*GIVEN PROBLEM*
Copy the lines below word for word, starting with the very first line and ending with the line that contains "<point>173,242</point>", including both of those lines.

*DATA IN THIS EXERCISE*
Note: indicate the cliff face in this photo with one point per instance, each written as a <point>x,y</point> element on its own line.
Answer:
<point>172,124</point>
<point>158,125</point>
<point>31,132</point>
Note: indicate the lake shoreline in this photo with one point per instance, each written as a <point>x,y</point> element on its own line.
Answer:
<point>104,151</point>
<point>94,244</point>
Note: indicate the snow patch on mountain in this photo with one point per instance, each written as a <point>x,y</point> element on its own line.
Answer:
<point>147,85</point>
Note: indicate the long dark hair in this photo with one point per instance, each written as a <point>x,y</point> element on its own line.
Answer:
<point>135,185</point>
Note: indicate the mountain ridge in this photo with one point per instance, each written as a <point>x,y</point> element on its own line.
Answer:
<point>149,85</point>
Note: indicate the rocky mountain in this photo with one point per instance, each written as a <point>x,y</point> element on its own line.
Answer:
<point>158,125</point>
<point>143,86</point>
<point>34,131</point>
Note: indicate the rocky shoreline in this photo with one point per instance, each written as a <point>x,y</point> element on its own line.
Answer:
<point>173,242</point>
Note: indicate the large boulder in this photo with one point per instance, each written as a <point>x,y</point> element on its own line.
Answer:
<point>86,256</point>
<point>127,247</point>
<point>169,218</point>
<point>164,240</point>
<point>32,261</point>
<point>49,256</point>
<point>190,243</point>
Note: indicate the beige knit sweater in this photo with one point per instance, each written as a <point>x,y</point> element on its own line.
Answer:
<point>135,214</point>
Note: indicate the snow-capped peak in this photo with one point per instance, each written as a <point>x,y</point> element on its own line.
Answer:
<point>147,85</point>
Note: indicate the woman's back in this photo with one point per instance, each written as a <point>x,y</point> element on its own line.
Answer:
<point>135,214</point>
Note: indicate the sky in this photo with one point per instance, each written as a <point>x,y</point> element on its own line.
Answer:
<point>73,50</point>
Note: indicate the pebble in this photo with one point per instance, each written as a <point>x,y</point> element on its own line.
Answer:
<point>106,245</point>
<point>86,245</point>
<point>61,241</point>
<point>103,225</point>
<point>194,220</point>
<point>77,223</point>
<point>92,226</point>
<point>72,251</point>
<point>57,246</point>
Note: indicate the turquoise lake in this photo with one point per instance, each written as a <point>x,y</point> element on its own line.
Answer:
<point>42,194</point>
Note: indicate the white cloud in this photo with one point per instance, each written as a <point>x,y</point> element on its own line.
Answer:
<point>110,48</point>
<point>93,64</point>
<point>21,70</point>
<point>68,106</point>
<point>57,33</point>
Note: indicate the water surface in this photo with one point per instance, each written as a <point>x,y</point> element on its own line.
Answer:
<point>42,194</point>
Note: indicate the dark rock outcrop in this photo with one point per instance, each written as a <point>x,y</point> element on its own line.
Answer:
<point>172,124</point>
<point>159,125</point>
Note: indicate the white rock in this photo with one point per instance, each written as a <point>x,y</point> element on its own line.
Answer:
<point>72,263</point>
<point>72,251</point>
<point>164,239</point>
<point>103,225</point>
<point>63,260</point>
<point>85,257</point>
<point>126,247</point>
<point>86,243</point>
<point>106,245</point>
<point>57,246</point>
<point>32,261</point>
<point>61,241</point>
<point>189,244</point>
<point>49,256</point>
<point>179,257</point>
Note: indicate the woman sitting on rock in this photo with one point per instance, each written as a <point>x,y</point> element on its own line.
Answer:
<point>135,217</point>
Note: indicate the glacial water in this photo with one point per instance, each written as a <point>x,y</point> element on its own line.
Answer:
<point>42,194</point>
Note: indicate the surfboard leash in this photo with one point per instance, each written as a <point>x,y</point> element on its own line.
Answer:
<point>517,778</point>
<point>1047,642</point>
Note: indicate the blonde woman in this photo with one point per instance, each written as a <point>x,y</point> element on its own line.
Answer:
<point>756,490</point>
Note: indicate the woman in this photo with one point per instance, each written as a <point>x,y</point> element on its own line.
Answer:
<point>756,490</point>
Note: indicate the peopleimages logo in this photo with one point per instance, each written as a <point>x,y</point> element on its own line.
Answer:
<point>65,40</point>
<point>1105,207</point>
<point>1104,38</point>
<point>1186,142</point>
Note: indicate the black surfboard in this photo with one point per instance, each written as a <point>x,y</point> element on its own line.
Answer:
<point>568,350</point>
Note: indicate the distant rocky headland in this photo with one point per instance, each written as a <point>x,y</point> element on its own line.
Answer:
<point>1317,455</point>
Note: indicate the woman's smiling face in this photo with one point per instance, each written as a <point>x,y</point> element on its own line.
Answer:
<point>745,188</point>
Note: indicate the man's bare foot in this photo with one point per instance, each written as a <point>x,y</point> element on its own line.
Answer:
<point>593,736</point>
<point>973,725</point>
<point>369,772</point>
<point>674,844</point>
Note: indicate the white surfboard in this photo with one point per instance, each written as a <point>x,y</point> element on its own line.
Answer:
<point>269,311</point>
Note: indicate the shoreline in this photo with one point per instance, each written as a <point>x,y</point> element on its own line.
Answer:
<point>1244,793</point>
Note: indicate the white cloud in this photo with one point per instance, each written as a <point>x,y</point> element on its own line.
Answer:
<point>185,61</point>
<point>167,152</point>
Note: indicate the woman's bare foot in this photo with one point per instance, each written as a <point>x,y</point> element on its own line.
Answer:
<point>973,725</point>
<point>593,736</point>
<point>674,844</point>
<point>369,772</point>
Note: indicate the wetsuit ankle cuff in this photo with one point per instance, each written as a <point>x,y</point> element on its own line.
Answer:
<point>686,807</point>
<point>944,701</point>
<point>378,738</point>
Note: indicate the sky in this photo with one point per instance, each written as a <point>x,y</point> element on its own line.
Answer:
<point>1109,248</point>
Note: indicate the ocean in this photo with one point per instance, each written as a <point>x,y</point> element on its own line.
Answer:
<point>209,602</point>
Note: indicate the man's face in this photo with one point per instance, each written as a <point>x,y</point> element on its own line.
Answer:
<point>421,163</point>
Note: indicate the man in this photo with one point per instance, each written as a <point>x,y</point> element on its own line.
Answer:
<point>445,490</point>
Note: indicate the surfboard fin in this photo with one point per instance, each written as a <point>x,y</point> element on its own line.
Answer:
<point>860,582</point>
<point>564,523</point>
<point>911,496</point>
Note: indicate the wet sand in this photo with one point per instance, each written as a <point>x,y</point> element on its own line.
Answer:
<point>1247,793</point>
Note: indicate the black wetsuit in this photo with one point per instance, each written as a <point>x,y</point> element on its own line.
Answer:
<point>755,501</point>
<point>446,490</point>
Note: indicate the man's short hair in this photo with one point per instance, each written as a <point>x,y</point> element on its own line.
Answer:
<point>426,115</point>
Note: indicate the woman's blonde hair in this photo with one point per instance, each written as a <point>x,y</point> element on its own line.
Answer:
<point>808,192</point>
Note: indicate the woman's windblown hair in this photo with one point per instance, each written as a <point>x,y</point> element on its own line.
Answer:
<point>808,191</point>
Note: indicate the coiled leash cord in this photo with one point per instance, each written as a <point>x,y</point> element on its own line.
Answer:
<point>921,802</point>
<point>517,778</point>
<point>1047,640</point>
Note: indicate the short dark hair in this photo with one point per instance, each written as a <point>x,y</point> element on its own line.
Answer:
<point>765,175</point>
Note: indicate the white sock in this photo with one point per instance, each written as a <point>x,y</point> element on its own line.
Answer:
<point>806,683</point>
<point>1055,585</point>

*REPLY*
Note: indicate the cliff face in this photo with one point per instance, each written as a <point>x,y</point> element on its own line.
Answer:
<point>172,124</point>
<point>158,125</point>
<point>31,132</point>
Note: indicate the lake shoreline in this photo with one point per instance, each written as a <point>x,y</point> element on its own line.
Answer:
<point>104,151</point>
<point>94,244</point>
Note: indicate the snow patch on mountain in this photo with one point per instance, each written as a <point>x,y</point> element on its own line.
Answer:
<point>147,85</point>
Note: indicate the long dark hair in this photo with one point per instance, each written as a <point>x,y</point> element on its own line.
Answer:
<point>135,185</point>
Note: indicate the mountain ridge in this photo with one point per instance, each written as a <point>x,y</point> element on its own line.
Answer:
<point>149,85</point>
Note: indicate the rocky mountain in this photo with one point per instance, each written as a <point>x,y</point> element on its own line.
Answer:
<point>158,125</point>
<point>143,86</point>
<point>34,131</point>
Note: indicate the rocky shoreline in this photo with one point per instance, each written as a <point>x,y</point> element on its own line.
Answer:
<point>173,242</point>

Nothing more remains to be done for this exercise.